THE TASK: Select every line containing the word "mountain" from the material, and copy those lines.

--- START ---

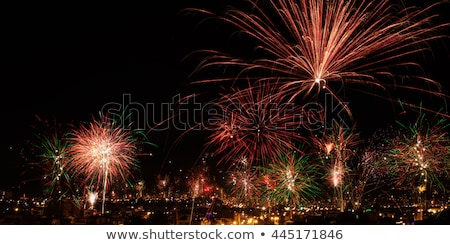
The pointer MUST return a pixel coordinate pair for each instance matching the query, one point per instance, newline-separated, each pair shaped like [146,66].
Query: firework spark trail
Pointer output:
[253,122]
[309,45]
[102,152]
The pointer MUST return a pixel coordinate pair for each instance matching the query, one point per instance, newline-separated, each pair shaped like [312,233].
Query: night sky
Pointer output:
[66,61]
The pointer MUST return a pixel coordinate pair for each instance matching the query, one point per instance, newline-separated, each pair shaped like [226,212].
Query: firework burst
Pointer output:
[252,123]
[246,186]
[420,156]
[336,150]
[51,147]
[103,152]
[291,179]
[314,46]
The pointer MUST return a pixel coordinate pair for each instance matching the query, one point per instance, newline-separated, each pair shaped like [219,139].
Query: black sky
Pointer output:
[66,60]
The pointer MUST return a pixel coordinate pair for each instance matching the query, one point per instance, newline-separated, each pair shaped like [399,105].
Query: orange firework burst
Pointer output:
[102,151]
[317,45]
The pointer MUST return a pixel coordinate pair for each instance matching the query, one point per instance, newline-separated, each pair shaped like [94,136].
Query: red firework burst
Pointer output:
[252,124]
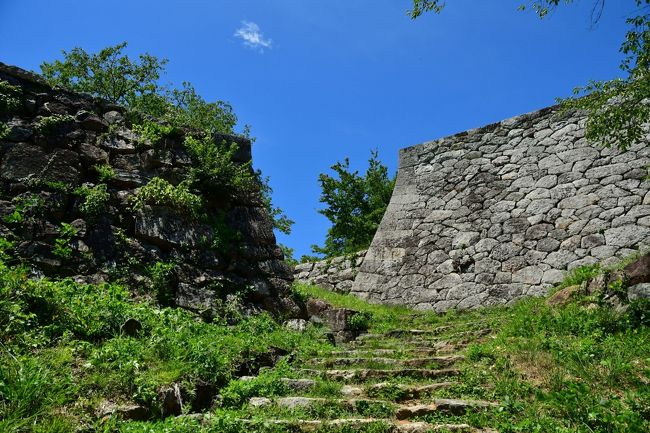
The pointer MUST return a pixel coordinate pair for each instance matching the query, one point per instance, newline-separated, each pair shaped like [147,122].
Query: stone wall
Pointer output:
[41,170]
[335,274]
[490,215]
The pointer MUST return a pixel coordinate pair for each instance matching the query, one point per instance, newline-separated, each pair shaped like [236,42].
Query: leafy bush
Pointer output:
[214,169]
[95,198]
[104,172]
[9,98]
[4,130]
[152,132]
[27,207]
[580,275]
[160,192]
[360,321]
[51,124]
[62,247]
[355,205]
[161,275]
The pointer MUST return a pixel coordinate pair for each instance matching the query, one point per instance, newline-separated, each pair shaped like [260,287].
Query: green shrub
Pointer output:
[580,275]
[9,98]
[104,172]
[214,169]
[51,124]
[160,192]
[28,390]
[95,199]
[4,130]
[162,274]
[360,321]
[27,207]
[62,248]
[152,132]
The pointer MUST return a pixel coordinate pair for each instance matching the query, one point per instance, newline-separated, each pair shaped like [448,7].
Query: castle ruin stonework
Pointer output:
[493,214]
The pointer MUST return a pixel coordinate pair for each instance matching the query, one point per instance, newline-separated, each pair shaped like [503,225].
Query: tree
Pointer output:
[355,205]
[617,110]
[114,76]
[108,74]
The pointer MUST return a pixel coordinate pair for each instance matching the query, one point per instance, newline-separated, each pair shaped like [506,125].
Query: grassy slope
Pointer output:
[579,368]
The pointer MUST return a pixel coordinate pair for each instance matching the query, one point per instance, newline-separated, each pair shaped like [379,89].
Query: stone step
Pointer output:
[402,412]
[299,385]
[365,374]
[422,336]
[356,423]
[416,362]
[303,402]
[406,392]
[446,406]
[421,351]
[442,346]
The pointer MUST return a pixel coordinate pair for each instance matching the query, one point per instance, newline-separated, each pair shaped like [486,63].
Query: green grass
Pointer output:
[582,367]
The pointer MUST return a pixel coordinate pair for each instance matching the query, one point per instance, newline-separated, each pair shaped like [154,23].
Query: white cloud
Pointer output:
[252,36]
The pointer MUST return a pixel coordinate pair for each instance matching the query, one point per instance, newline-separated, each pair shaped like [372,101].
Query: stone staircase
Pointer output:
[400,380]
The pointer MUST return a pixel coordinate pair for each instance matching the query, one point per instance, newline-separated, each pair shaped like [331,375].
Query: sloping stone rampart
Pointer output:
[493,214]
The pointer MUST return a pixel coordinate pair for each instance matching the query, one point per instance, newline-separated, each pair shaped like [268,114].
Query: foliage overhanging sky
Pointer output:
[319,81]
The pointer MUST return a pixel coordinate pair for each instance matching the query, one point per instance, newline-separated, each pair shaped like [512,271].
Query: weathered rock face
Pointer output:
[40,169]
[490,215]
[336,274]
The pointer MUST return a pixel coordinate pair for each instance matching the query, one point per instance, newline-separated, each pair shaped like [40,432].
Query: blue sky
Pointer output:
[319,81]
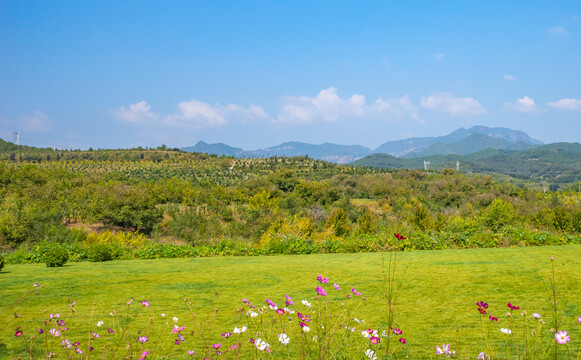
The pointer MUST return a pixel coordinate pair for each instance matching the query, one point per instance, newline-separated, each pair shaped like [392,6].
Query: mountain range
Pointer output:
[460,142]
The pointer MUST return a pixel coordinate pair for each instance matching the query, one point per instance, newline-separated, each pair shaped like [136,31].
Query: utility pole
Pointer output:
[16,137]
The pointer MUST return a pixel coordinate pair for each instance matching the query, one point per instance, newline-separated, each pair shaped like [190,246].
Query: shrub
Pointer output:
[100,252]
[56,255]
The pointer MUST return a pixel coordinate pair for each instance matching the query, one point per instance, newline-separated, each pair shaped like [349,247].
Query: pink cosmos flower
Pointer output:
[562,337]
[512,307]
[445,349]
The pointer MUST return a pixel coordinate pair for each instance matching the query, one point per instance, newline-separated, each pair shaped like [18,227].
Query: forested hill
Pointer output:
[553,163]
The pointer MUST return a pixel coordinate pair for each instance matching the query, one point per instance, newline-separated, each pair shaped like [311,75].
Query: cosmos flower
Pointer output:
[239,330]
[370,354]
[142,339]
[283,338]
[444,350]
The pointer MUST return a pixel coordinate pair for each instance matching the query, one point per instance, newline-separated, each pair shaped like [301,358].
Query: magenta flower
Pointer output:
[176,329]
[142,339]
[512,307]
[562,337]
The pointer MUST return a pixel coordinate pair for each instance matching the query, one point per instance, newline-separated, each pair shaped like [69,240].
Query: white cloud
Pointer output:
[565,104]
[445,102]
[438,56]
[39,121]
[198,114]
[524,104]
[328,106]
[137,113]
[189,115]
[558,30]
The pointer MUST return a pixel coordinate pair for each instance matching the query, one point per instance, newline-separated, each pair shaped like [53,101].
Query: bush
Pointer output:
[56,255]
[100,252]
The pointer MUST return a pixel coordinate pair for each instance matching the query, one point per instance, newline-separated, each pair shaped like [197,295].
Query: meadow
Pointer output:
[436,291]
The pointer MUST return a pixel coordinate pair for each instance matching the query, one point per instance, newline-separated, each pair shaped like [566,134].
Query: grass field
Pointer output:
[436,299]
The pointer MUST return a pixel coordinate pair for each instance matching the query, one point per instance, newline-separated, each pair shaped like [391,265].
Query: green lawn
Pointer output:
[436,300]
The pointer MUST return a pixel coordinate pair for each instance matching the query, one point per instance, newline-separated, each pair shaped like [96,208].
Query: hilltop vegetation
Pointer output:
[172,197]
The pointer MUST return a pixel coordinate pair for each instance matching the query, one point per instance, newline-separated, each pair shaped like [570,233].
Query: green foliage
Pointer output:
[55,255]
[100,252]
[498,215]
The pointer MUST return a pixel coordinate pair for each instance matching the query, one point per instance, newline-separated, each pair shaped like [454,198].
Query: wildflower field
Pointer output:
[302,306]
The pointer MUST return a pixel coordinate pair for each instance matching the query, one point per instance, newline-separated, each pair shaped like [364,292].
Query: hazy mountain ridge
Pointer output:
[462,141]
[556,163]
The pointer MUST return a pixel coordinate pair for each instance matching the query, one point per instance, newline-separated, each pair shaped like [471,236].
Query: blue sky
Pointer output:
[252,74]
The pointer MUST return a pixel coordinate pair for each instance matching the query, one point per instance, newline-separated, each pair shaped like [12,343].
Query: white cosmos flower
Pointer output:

--- END ---

YOUR SOLUTION:
Query: mountain range
Query: hazy mountain ridge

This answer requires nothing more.